Provided text:
Patent Publication Number: US-2010116546-A1

Title: Case having signal transmission line

Description:
BACKGROUND OF THE INVENTION 
     1. Field of the Invention 
     The present invention relates to a case, and more particularly to a case having a signal transmission line. 
     2. Related Art 
     Wireless communication technology utilizes electromagnetic waves to transmit signals, so that it communicates with a remote device without connecting to a wire in usage. Therefore, the wireless communication technology is quite convenient while a user moves all around. Accordingly, more and more products using wireless communication technology have been proposed currently such as a mobile phone, and a laptop computer. However, since these products utilize electromagnetic waves to transmit signals, an antenna used to receive and transmit electromagnetic wave signals becomes an indispensable element. Nowadays, the antenna is mainly classified into an antenna disposed at an exterior of the device, and an antenna built in the device. However, the antenna disposed at an exterior of the device not only influences the size and appearance of the product, but also has defects of being easily crashed by an external force, easily flexed and broken up, so the built-in antenna has already become a tendency of a mainstream.

Problems:
• a. Duplicate everything in the patent text from "Title: Case having" down to "signal transmission line.".
• b. Go on with the patent text from the point where it stops.
The data after this point comes from an unrelated source.

Rows:

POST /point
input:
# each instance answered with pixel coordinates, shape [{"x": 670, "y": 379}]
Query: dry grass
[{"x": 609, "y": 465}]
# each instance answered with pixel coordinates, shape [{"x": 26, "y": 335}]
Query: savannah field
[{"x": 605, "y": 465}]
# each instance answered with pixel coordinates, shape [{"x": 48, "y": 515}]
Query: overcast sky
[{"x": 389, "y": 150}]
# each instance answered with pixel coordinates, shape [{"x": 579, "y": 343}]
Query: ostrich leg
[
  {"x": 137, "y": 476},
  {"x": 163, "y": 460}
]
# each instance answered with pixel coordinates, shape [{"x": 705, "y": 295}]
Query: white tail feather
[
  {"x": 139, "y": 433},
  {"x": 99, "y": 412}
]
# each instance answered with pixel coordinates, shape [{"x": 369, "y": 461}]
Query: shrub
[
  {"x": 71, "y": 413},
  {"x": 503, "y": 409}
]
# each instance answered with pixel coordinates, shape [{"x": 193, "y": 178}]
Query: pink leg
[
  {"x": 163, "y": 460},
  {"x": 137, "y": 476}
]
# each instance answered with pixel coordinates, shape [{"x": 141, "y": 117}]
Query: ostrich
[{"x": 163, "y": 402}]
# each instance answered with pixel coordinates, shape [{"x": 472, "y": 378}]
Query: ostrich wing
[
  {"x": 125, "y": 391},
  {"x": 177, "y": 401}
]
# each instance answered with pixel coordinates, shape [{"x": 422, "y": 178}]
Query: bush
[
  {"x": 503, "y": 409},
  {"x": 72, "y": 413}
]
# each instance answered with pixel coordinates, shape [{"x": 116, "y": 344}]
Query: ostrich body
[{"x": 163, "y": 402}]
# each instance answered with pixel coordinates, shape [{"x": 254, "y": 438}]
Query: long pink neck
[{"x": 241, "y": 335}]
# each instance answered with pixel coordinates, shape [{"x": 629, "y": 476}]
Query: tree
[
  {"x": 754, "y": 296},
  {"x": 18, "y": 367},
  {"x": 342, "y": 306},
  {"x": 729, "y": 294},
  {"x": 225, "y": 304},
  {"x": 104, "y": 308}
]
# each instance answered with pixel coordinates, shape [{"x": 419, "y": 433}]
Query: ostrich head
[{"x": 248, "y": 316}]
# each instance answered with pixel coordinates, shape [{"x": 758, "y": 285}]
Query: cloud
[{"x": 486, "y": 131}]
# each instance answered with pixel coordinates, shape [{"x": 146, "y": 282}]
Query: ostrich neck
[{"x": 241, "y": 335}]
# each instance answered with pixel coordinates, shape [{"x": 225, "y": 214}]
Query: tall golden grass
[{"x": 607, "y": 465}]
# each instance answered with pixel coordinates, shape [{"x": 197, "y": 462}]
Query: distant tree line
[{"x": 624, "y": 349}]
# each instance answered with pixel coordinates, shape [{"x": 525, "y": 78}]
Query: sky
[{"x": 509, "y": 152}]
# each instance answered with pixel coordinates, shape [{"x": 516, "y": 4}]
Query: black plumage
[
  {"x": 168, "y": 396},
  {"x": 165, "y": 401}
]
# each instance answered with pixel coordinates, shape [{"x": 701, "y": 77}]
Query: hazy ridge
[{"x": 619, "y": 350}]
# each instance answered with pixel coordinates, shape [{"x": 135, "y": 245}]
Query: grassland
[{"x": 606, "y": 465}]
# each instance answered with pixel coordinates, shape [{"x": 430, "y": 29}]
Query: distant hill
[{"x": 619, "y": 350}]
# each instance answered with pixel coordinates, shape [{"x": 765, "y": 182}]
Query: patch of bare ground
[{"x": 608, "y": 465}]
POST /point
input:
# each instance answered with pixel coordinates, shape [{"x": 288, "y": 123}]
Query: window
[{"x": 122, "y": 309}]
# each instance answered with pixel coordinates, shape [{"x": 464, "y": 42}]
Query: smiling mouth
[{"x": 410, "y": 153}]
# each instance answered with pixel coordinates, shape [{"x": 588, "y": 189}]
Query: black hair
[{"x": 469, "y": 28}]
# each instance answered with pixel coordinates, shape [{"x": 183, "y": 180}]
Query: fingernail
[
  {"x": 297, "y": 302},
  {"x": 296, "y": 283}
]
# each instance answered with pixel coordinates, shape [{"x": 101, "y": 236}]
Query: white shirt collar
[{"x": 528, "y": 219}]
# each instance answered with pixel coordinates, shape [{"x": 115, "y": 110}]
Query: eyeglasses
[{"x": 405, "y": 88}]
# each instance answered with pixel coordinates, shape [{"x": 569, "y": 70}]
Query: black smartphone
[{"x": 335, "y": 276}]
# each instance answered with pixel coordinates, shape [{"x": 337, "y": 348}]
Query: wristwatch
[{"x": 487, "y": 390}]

Expected outputs:
• a.
Title: Case having signal transmission line

Description:
BACKGROUND OF THE INVENTION 
     1. Field of the Invention 
     The present invention relates to a case, and more particularly to a case having a signal transmission line.

• b.
     When being configured within a device, the built-in antenna device is electrically connected to a microprocessor in the device via a signal transmission line. The message to be transmitted is encoded into a signal by the microprocessor, and then the signal is transmitted via the signal transmission line. The above signal is directly fed into a signal feed-in portion of the built-in antenna device via the signal transmission line, and then transmitted to a radiation portion thereof by circuits or metal structures in the built-in antenna device. 
     However, since the current device tends to be much lighter and thinner, when a signal transmission line is disposed in a device for electrically connecting a built-in antenna device to a microprocessor, it is rather difficult to implement the wiring within the device due to the volume of the signal transmission line. Meanwhile, when a signal is transmitted via the signal transmission line, the external electromagnetic wave interference can be avoided and the superior signal quality can be achieved. However, the manufacturing cost is generally quite high due to a high cost of the signal transmission line.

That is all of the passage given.